[Extract to read]
-------

Cool, sounds good Eric. I'll probably go ahead and complete the initial
ll_rw_blk and IDE work, along with a few selected SCSI drivers. Then
leave the grunt of the work for your tools.
--
Jens Axboe
Hi Jens,
On Wed, Jul 11, 2001 at 09:19:00AM +0200, Jens Axboe wrote:
> On Tue, Jul 10 2001, Dipankar Sarma wrote:
> > In article <[email protected]> you wrote:
> > > On Mon, Jul 09 2001, Jonathan Lahr wrote:
> >
> > SPINLOCKS HOLD WAIT
> > UTIL CON MEAN( MAX ) MEAN( MAX )(% CPU) TOTAL NOWAIT SPIN RJECT NAME
> >
> > 0.07% 60.2% 0.5us( 4.0us) 72us( 920us)( 1.7%) 610820 39.8% 60.2% 0% blk_get_queue+0x10
> >
> > 1557496*26.7%*72us makes it about 30 seconds of time waiting for
> > io_request_lock. That is nearly one-third of the total system time
> > (about 98 seconds). As number of CPUs increase, this will likely
> > worsen.
>
> Auch! That's pretty bad.
>
> > It also seems that __make_request() holds the lock for the largest
> > amount of time. This hold time isn't likely to change significantly
>
> __make_request -> elevator merge/insertion scan. This is what is taking
> all the time, not __make_request itself. With the bio-XX patches I have
> completely eliminated merge scans, so that can be done in O(1) time. For
> now insertion is still a O(N) scan, maybe that will change too [1].
I haven't got as far down as the elevator algorithm yet, but I would
like to, at some point in time. In any case, my point was that because
of disk block sorting done during initial queueing, there is likely
to be a slightly longer lock (per-queue or otherwise) hold time there compared
to, say, dequeueing for dispatch to lowlevel drivers.
Where can I get the bio patches from ?
>
> > for a per-queue lock, but atleast it will not affect queueing i/o
> > requests to other devices. Besides, I am not sure if blk_get_queue()
> > really needs to grab the io_request_lock. blk_dev[] entries aren't
>
> Funny, this is one thing I've been looking at too. blk_get_queue _will_
> die, don't worry. And yes, ie at open we can assign the queue. Or simply
> map it and protect it otherwise. It all ties in with being able to up or
> down a queue too, currently grabbing io_request_lock from blk_get_queue
> accomplishes exactly nothing and may as well be removed. If you do that,
> does it change the contention numbers significantly?
I haven't yet experimented with this yet, but theoritically speaking
yes, it should make a big difference. blk_get_queue() grabs the lock
very often and holds it for a very short period of time on average,
so it is the one that is affected most. Out of the 30 seconds of
spin-wait for io_request_lock, blk_get_queue() seems to take up
610820*60.2%*72us = 26.5 seconds. I will get to this soon though.

-------

In the io_request_lock thread, what does Jens Axboe say is actually taking the time, rather than __make_request itself? The records below have nothing to do with the io_request_lock thread.

-------

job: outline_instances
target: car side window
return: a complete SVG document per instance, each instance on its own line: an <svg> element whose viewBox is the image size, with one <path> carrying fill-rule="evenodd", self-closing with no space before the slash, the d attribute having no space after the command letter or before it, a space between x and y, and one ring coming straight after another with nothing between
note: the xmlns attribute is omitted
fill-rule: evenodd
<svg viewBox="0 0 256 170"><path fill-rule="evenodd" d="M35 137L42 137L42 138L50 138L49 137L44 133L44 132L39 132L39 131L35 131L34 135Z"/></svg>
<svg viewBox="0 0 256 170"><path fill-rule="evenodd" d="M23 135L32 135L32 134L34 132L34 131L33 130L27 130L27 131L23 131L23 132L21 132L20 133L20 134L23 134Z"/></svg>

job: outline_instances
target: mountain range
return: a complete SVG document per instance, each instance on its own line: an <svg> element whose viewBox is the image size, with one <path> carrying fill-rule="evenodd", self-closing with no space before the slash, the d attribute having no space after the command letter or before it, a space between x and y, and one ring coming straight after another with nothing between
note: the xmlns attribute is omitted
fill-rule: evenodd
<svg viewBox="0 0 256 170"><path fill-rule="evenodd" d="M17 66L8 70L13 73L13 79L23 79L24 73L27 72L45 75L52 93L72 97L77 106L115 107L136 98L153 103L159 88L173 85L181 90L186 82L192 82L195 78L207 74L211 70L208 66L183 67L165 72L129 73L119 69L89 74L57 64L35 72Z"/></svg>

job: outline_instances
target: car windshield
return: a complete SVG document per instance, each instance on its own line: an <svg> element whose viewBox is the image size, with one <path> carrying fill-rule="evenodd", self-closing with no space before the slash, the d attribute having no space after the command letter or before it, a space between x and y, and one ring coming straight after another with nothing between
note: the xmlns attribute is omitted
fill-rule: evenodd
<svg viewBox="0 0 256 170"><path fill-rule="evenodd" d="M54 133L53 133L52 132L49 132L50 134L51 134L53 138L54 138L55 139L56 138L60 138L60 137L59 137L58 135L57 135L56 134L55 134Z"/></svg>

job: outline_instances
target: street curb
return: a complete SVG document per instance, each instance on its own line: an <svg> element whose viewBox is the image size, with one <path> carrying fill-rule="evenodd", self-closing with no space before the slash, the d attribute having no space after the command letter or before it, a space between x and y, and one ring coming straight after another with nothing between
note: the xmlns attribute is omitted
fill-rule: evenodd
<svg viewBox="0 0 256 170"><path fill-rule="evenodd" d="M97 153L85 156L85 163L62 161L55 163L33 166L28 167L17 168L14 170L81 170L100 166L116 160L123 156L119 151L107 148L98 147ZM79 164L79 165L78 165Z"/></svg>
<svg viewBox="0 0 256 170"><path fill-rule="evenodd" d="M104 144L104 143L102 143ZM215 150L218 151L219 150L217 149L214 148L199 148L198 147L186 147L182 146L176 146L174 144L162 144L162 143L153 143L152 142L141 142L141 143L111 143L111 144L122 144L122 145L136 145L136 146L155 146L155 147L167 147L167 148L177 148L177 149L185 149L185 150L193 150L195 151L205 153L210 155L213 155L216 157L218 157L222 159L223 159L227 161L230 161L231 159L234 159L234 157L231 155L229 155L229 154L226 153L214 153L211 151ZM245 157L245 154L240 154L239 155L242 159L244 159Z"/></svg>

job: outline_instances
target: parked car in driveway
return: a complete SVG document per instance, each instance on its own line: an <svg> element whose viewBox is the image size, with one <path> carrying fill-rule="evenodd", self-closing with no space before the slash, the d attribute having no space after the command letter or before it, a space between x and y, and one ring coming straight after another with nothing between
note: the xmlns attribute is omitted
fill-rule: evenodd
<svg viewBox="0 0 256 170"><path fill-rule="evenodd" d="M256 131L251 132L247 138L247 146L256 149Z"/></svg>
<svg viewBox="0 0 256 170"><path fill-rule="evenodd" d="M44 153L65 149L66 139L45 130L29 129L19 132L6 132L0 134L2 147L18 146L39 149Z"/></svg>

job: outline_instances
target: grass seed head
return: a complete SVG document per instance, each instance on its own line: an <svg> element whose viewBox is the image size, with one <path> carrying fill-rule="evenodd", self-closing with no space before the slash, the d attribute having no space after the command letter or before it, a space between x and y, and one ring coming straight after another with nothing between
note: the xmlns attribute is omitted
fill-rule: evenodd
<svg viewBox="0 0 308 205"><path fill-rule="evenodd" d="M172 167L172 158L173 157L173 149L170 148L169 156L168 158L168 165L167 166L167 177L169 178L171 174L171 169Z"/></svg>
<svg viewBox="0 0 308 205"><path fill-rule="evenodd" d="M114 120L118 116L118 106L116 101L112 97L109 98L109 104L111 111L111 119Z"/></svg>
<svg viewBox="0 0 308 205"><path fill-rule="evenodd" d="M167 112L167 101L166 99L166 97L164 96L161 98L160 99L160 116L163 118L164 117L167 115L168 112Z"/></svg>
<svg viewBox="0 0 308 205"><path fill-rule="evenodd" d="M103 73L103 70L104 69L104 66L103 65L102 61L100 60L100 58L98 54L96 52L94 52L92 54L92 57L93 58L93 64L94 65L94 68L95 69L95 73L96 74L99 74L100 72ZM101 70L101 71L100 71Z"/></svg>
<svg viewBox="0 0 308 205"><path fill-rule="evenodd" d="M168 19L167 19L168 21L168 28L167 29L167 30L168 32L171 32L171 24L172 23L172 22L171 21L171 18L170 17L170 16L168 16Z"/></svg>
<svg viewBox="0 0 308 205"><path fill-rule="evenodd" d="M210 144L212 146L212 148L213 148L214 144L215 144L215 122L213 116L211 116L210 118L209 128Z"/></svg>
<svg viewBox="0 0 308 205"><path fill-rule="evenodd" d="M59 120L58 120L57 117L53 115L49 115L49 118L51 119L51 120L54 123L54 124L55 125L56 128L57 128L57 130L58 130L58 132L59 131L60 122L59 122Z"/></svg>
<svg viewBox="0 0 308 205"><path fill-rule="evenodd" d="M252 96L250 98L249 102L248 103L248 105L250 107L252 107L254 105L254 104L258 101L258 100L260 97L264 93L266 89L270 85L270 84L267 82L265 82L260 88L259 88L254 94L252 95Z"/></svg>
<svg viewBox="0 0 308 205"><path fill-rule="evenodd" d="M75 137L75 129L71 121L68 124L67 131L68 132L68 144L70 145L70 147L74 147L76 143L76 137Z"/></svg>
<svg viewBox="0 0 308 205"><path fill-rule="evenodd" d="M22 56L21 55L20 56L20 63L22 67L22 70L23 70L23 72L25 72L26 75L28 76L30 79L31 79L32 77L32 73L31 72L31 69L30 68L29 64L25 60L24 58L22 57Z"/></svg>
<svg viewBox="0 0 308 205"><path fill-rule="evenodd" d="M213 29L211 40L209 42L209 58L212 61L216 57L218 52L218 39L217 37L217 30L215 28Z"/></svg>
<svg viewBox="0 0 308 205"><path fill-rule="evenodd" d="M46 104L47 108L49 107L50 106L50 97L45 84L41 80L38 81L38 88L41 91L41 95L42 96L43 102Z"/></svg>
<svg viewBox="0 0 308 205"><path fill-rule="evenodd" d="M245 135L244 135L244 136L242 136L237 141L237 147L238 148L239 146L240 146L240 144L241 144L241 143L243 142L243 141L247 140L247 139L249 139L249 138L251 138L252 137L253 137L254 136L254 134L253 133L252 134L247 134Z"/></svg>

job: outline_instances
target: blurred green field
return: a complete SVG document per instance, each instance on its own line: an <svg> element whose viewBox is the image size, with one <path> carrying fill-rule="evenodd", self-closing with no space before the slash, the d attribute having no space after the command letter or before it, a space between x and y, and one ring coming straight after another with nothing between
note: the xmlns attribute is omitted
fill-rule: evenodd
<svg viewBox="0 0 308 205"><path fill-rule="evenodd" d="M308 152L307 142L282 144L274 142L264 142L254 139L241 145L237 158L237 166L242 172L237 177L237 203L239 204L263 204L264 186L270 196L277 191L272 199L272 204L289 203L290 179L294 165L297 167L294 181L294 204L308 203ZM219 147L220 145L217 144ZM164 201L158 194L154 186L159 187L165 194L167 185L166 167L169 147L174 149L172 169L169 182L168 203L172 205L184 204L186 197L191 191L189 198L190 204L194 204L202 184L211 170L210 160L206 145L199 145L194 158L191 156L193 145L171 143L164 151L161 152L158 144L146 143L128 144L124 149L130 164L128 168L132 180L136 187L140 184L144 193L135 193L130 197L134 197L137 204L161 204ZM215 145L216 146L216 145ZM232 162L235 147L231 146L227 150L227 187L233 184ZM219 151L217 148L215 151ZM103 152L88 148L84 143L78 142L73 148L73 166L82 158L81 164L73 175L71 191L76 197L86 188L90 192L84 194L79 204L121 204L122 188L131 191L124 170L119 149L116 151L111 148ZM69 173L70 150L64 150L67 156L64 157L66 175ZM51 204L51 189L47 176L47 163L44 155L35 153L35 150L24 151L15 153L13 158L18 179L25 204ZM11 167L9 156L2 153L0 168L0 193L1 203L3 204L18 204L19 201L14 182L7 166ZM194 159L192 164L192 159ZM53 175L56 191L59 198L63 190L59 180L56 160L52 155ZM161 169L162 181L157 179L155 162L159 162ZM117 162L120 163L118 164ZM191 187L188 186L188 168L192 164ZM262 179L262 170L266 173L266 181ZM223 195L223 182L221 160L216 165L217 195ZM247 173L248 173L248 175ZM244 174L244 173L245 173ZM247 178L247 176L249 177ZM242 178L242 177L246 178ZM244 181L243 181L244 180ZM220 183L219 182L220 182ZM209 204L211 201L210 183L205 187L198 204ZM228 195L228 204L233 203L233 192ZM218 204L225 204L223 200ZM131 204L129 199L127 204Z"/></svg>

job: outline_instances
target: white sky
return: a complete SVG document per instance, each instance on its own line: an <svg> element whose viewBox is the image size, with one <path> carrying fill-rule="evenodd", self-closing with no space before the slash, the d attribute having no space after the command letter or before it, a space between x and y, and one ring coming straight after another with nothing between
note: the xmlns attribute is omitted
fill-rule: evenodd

-------

[The output]
The elevator merge/insertion scan.